请把下方讲解 Leetcode 435 题无重叠区间的文本逐字完整地摘录出来。

__提取文本__
......
Leetcode 435. Non-overlapping Intervals

题目

Given a collection of intervals, find the minimum number of intervals you need to remove to make the rest of the intervals non-overlapping.

Note:
You may assume the interval’s end point is always bigger than its start point.
Intervals like [1,2] and [2,3] have borders “touching” but they don’t overlap each other.

Example1:

Input: [ [1,2], [2,3], [3,4], [1,3] ]

Output: 1

Explanation: [1,3] can be removed and the rest of intervals are non-overlapping.

Example2:

Input: [ [1,2], [1,2], [1,2] ]

Output: 2

Explanation: You need to remove two [1,2] to make the rest of intervals non-overlapping.

Example3:

Input: [ [1,2], [2,3] ]

Output: 0

Explanation: You don't need to remove any of the intervals since they're already non-overlapping.

思路

先对区间进行排序，然后遍历所有区间，尽量去掉长区间，则保留的区间数目一定最多。

代码

bool cmp(Interval a, Interval b) {
    return a.start < b.start; 
}

class Solution {
public:
    int eraseOverlapIntervals(vector& intervals) {
        sort(intervals.begin(), intervals.end(), cmp);
        int res = 0, pre = 0; //res记录保留区间的个数，pre记录每次需要判断是否重叠的起始区间
        for (int i = 1; i < intervals.size(); i++) {
            if (intervals[i].start < intervals[pre].end) {
                res++; //当前区间起始值小于pre区间的末尾保留上一个区间
                if (intervals[i].end < intervals[pre].end) pre = i;
                //这个的意思是从集合中去掉的元素是pre（因为pre太长）
            }
            else pre = i; //区间i和区间pre已经不重叠，需要判断重叠的起始区间pre后移
        }
        return res;
    }
};
......
__所给材料__
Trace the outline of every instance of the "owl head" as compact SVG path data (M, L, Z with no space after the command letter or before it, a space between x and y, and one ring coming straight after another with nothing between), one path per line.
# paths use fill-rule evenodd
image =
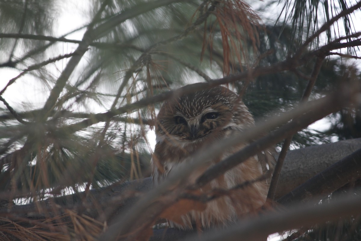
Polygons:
......
__答案__
Leetcode 435. Non-overlapping Intervals

题目

Given a collection of intervals, find the minimum number of intervals you need to remove to make the rest of the intervals non-overlapping.

Note:
You may assume the interval’s end point is always bigger than its start point.
Intervals like [1,2] and [2,3] have borders “touching” but they don’t overlap each other.

Example1:

Input: [ [1,2], [2,3], [3,4], [1,3] ]

Output: 1

Explanation: [1,3] can be removed and the rest of intervals are non-overlapping.

Example2:

Input: [ [1,2], [1,2], [1,2] ]

Output: 2

Explanation: You need to remove two [1,2] to make the rest of intervals non-overlapping.

Example3:

Input: [ [1,2], [2,3] ]

Output: 0

Explanation: You don't need to remove any of the intervals since they're already non-overlapping.

思路

先对区间进行排序，然后遍历所有区间，尽量去掉长区间，则保留的区间数目一定最多。

代码

bool cmp(Interval a, Interval b) {
    return a.start < b.start; 
}

class Solution {
public:
    int eraseOverlapIntervals(vector& intervals) {
        sort(intervals.begin(), intervals.end(), cmp);
        int res = 0, pre = 0; //res记录保留区间的个数，pre记录每次需要判断是否重叠的起始区间
        for (int i = 1; i < intervals.size(); i++) {
            if (intervals[i].start < intervals[pre].end) {
                res++; //当前区间起始值小于pre区间的末尾保留上一个区间
                if (intervals[i].end < intervals[pre].end) pre = i;
                //这个的意思是从集合中去掉的元素是pre（因为pre太长）
            }
            else pre = i; //区间i和区间pre已经不重叠，需要判断重叠的起始区间pre后移
        }
        return res;
    }
};